Work to be completed —
From the first line to the last, restate the material word for word; pictures stay out.

Information supplied —
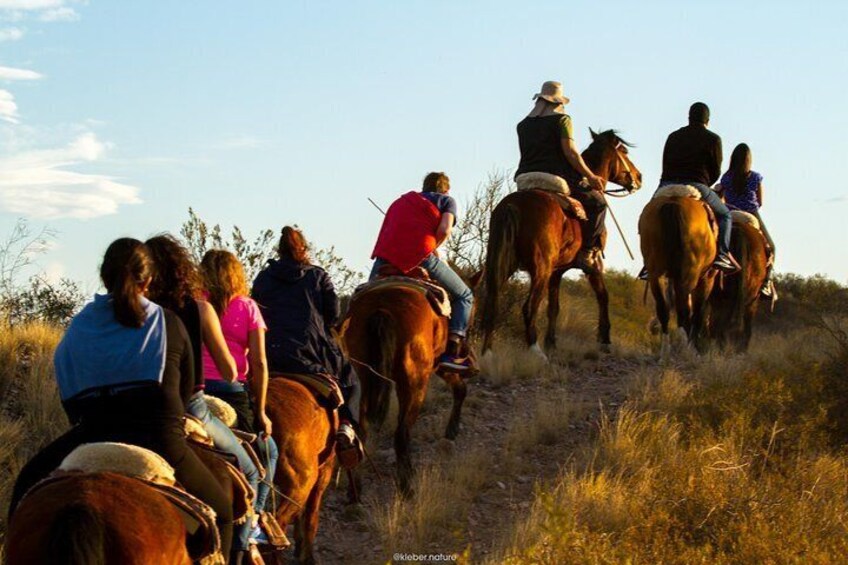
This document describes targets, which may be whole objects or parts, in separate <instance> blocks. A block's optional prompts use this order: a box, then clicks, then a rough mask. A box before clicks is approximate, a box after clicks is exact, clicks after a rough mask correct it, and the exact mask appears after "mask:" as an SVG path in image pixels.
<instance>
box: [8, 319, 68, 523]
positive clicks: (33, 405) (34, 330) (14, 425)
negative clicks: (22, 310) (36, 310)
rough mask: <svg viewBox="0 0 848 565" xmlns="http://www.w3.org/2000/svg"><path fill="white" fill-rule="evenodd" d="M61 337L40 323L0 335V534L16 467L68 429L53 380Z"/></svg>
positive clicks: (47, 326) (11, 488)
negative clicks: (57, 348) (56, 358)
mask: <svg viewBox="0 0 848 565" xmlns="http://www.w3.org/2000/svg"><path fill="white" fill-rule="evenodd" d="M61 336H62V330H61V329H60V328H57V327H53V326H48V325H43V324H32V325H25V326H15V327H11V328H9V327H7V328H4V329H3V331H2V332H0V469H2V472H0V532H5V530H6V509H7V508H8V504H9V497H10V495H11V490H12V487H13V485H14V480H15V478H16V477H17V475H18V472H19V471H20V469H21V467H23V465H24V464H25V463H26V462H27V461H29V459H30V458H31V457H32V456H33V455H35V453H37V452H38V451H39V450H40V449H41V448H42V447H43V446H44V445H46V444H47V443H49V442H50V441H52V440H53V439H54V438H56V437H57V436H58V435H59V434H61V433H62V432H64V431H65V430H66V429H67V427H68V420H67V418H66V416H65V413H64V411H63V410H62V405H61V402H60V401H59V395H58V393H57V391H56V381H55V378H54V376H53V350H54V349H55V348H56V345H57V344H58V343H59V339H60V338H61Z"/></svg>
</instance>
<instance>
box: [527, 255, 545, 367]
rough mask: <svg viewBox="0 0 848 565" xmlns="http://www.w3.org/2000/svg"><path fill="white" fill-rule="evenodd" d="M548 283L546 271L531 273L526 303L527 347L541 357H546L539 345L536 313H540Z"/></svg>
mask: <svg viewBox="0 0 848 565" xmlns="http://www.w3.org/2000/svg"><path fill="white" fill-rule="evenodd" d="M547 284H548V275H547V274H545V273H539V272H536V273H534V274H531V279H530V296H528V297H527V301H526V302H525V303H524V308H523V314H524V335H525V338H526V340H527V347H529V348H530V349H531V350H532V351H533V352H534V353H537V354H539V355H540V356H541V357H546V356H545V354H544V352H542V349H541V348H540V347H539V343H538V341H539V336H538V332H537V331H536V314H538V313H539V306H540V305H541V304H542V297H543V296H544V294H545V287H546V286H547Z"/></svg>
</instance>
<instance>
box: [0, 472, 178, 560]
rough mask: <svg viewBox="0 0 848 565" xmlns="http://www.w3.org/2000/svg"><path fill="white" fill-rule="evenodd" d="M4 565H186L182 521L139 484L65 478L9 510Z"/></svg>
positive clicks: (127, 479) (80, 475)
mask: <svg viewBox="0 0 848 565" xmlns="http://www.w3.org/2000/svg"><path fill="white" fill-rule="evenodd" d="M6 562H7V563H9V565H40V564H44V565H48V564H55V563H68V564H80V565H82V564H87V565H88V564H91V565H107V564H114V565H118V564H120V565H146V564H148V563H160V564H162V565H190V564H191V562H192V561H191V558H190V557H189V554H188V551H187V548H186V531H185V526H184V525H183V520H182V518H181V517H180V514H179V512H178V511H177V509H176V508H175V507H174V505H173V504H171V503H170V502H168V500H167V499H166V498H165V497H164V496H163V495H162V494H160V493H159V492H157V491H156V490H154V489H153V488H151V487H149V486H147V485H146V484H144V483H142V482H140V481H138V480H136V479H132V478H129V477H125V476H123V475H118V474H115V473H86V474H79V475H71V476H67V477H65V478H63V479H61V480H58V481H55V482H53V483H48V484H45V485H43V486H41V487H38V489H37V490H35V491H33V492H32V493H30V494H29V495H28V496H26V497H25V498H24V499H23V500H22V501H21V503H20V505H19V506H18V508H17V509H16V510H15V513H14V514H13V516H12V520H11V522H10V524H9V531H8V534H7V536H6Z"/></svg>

Task solution —
This document describes targets, which may be whole objects or parts, in separate <instance> blocks. A block's optional prompts use this order: a box, then clicks, then a rough mask. A box before clicks is approximate, a box after clicks is exact, clicks after a rough mask correct it, and the exact mask appears after "mask:" as an SVG path in image pixels.
<instance>
box: [8, 319, 68, 523]
positive clicks: (33, 405) (34, 330) (14, 425)
negative clicks: (22, 310) (36, 310)
rough mask: <svg viewBox="0 0 848 565" xmlns="http://www.w3.org/2000/svg"><path fill="white" fill-rule="evenodd" d="M61 337L40 323L0 335V534L16 467L68 429L53 380Z"/></svg>
positive clicks: (47, 326) (11, 488)
negative clicks: (57, 348) (56, 358)
mask: <svg viewBox="0 0 848 565" xmlns="http://www.w3.org/2000/svg"><path fill="white" fill-rule="evenodd" d="M61 336H62V330H61V329H60V328H57V327H53V326H48V325H43V324H32V325H25V326H15V327H11V328H9V327H7V328H4V329H3V331H2V332H0V469H2V472H0V532H5V530H6V509H7V508H8V504H9V497H10V495H11V490H12V487H13V485H14V480H15V478H16V477H17V475H18V472H19V471H20V469H21V467H23V465H24V464H25V463H26V462H27V461H29V459H30V458H31V457H32V456H33V455H35V453H37V452H38V451H39V450H40V449H41V448H42V447H43V446H44V445H46V444H47V443H49V442H50V441H52V440H53V439H54V438H56V437H57V436H58V435H59V434H61V433H62V432H64V431H65V430H66V429H67V427H68V420H67V418H66V416H65V413H64V411H63V410H62V405H61V402H60V401H59V395H58V393H57V391H56V381H55V378H54V376H53V350H54V349H55V348H56V345H57V344H58V343H59V339H60V338H61Z"/></svg>
</instance>
<instance>
box: [527, 255, 545, 367]
rough mask: <svg viewBox="0 0 848 565" xmlns="http://www.w3.org/2000/svg"><path fill="white" fill-rule="evenodd" d="M548 283L546 271L531 273L526 303L527 347L541 357H546L539 345L536 313H540Z"/></svg>
mask: <svg viewBox="0 0 848 565" xmlns="http://www.w3.org/2000/svg"><path fill="white" fill-rule="evenodd" d="M547 284H548V275H547V274H545V273H539V272H536V273H534V274H531V279H530V296H528V297H527V301H526V302H525V303H524V308H523V314H524V335H525V338H526V340H527V347H529V348H530V349H531V350H532V351H533V352H534V353H537V354H539V355H540V356H541V357H546V356H545V354H544V352H542V349H541V348H540V347H539V343H538V341H539V336H538V332H537V331H536V314H538V313H539V306H540V305H541V304H542V297H543V296H544V294H545V287H546V286H547Z"/></svg>
</instance>
<instance>
box: [0, 472, 178, 560]
rough mask: <svg viewBox="0 0 848 565" xmlns="http://www.w3.org/2000/svg"><path fill="white" fill-rule="evenodd" d="M4 565H186L182 521L139 484L65 478L9 510Z"/></svg>
positive clicks: (127, 479) (80, 475)
mask: <svg viewBox="0 0 848 565" xmlns="http://www.w3.org/2000/svg"><path fill="white" fill-rule="evenodd" d="M6 562H7V563H9V565H40V564H44V565H48V564H55V563H68V564H80V565H82V564H87V565H88V564H91V565H107V564H114V565H118V564H120V565H146V564H148V563H160V564H162V565H190V564H191V562H192V561H191V558H190V557H189V554H188V551H187V548H186V531H185V526H184V525H183V520H182V518H181V517H180V514H179V512H178V511H177V509H176V508H175V507H174V505H173V504H171V503H170V502H168V500H167V499H166V498H165V497H164V496H163V495H162V494H160V493H159V492H157V491H156V490H154V489H153V488H151V487H149V486H147V485H146V484H144V483H142V482H140V481H138V480H136V479H132V478H129V477H125V476H123V475H118V474H115V473H86V474H79V475H71V476H67V477H65V478H63V479H61V480H58V481H55V482H53V483H48V484H45V485H43V486H41V487H38V489H37V490H35V491H33V492H32V493H30V494H29V495H28V496H26V497H25V498H24V499H23V500H22V501H21V503H20V505H19V506H18V508H17V509H16V510H15V513H14V514H13V516H12V520H11V522H10V524H9V531H8V534H7V536H6Z"/></svg>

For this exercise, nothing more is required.